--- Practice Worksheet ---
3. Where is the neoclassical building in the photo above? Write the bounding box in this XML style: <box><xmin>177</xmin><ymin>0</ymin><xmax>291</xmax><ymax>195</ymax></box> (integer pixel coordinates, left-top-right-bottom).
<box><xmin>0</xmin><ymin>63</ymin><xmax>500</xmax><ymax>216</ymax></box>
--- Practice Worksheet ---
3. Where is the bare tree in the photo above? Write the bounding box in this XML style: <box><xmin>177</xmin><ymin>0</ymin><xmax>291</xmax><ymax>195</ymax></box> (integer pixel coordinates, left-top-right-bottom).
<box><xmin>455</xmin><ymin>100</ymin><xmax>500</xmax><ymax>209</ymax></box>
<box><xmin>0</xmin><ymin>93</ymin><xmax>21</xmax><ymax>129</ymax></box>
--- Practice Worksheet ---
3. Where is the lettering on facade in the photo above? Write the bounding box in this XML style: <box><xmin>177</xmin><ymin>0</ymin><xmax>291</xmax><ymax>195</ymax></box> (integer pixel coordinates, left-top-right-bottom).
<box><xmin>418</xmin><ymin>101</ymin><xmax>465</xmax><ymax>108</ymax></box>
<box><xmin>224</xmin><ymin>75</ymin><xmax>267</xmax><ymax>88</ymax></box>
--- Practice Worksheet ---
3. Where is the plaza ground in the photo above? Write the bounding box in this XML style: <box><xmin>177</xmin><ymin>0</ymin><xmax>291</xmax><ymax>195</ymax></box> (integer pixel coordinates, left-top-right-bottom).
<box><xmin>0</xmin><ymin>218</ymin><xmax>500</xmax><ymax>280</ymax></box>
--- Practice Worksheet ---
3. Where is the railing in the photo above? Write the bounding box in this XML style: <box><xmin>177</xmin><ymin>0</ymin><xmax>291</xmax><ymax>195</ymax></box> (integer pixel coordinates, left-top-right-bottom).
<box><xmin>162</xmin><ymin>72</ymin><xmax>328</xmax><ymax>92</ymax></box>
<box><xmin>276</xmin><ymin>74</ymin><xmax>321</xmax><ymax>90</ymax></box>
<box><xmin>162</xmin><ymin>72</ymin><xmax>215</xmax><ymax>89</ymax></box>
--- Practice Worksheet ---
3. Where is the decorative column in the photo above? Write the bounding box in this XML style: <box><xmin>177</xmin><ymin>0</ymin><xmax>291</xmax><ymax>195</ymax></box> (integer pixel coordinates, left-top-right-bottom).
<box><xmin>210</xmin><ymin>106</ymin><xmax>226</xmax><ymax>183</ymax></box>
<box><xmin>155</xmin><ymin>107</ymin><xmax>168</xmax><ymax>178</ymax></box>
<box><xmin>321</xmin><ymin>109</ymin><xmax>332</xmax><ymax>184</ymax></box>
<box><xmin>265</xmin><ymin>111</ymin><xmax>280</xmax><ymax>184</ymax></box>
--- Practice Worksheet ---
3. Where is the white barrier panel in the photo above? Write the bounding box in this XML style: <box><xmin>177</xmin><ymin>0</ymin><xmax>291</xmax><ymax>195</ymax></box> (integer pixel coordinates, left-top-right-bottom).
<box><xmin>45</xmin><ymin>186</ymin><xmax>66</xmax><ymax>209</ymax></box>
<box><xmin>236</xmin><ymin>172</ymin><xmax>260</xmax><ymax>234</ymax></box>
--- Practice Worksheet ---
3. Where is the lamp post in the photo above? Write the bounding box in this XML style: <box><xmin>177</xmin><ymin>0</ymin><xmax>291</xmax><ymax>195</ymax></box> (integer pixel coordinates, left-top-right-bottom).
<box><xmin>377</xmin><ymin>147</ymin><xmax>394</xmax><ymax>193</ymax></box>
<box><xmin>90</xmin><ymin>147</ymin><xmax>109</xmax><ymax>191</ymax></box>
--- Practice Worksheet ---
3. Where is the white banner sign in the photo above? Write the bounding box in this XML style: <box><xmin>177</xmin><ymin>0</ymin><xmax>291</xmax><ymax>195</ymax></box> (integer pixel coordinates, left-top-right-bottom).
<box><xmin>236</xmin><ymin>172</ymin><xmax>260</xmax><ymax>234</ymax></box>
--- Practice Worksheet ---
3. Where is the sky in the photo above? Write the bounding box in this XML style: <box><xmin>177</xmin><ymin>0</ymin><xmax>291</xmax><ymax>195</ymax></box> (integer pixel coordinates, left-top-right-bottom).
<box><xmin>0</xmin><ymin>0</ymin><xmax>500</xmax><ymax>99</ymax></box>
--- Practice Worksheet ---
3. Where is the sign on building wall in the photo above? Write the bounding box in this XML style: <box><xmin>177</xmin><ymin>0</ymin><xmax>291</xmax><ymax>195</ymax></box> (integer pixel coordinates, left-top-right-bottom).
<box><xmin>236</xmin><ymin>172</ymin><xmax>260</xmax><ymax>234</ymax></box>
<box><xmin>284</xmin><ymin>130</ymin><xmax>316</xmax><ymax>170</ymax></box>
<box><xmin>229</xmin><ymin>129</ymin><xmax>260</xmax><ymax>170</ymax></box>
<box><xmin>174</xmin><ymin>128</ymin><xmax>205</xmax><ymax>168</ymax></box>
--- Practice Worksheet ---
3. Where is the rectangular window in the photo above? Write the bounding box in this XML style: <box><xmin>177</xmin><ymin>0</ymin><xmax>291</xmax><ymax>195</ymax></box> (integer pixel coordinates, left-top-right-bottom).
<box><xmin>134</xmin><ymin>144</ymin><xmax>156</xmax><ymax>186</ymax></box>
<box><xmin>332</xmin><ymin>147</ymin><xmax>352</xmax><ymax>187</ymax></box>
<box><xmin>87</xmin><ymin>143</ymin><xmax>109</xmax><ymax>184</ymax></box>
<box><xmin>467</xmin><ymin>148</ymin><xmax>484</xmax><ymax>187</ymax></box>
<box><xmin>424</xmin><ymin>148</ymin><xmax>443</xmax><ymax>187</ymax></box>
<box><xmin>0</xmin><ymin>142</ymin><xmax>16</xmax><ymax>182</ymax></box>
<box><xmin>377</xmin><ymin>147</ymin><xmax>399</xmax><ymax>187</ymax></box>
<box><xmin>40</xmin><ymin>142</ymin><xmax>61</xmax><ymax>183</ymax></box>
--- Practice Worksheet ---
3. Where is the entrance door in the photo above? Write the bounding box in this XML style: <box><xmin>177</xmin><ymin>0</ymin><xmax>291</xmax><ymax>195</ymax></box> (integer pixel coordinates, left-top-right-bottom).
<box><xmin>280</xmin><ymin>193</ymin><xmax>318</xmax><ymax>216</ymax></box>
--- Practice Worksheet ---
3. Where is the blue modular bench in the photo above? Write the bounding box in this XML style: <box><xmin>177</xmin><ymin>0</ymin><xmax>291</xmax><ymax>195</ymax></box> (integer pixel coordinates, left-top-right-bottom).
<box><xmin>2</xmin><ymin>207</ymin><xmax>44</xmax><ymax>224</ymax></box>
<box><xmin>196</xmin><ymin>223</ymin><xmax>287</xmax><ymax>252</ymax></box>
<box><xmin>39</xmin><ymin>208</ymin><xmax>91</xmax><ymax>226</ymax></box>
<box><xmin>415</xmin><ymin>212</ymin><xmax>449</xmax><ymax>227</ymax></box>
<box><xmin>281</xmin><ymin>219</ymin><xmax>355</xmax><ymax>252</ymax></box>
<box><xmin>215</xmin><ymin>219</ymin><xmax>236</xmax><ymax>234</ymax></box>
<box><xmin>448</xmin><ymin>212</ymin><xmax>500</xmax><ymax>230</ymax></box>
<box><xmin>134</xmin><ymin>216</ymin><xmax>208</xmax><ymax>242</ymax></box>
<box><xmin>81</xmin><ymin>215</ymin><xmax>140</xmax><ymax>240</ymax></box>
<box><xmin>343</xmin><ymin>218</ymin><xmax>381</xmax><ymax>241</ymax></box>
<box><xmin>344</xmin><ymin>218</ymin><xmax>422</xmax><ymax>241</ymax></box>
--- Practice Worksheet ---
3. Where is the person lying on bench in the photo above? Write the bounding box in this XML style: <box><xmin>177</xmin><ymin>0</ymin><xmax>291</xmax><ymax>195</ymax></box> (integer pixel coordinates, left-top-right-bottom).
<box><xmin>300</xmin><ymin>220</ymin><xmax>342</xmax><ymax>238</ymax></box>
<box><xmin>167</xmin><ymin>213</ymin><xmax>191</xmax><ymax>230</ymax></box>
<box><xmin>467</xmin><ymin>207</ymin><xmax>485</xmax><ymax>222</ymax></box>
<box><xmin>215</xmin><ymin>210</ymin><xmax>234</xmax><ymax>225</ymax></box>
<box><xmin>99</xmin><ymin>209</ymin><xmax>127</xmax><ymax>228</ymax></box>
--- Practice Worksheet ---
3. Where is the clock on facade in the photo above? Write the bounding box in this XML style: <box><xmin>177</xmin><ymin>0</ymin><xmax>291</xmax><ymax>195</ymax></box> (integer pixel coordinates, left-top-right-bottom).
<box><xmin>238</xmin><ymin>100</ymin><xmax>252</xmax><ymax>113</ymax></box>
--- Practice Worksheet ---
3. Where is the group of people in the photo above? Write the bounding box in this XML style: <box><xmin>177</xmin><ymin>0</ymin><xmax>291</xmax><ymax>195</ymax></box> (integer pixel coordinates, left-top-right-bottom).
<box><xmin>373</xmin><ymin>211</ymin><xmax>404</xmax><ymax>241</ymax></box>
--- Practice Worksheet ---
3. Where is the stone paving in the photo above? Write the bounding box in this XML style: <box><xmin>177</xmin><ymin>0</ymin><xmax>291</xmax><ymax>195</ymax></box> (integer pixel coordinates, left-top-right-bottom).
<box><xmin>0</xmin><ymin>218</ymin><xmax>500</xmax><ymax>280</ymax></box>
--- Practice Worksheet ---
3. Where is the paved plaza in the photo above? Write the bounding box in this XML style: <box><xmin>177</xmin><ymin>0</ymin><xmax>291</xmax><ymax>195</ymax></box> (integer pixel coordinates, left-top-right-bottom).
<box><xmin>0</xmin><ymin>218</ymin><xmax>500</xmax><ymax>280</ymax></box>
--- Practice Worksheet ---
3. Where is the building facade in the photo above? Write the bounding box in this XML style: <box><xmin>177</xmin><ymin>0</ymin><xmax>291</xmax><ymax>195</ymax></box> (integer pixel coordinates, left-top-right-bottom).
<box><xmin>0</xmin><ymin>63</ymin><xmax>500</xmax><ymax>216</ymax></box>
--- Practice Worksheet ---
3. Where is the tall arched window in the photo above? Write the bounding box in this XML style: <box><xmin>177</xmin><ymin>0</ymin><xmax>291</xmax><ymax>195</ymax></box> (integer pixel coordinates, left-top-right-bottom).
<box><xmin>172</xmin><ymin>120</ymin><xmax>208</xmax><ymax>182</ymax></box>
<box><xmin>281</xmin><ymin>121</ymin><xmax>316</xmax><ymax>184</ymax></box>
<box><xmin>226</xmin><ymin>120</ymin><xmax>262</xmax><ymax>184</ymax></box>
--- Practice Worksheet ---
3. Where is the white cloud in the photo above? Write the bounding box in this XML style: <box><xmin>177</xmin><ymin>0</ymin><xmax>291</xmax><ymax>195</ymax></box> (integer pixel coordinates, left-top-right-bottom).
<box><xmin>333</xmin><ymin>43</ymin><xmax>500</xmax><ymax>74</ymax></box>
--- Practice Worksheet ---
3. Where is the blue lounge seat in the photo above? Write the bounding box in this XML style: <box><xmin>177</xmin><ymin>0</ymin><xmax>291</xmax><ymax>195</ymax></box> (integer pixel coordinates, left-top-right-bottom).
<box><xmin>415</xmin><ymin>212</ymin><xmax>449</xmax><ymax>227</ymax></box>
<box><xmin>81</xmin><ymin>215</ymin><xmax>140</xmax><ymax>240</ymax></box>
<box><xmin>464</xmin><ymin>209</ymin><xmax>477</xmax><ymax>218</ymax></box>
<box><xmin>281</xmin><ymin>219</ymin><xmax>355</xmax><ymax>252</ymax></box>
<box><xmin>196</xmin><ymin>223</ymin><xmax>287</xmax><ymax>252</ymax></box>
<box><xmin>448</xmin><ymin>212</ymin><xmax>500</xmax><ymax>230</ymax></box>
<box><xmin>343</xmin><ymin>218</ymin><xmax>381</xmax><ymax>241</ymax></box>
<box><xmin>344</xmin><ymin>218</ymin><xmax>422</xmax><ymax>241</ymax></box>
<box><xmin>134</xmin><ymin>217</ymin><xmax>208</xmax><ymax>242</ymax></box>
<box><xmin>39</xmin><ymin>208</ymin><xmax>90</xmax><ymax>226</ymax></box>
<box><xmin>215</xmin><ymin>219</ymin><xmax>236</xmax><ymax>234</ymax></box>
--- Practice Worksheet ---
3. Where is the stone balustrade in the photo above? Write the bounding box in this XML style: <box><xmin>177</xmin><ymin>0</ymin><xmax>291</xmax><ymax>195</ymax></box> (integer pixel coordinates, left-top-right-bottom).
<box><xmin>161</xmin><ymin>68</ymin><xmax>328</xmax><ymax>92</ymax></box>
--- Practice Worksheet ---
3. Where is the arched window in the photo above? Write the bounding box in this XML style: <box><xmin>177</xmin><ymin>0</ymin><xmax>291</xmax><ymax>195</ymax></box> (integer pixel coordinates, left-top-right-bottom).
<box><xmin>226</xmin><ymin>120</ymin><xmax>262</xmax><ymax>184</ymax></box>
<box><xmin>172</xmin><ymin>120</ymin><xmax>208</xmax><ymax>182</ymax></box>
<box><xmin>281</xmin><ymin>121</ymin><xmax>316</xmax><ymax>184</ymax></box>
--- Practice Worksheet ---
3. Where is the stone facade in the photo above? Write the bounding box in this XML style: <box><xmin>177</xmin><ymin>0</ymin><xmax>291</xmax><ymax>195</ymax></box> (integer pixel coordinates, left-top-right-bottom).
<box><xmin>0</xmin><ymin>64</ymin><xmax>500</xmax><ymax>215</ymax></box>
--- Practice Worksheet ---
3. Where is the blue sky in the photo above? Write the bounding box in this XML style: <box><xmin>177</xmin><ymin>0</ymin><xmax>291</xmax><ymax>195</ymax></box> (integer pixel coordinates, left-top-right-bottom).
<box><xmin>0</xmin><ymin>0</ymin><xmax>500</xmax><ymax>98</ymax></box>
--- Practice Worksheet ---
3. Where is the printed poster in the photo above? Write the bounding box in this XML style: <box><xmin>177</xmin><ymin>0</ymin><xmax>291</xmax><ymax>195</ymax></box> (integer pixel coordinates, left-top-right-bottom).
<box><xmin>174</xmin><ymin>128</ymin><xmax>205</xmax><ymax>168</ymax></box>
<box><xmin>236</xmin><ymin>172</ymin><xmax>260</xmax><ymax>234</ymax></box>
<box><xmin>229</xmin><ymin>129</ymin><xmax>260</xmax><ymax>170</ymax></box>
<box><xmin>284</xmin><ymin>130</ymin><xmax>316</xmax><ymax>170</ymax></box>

☆ ☆ ☆ ☆ ☆ ☆ ☆

Your task:
How many lines of the records above contain the word "arched"? Give only the number.

Result of the task:
2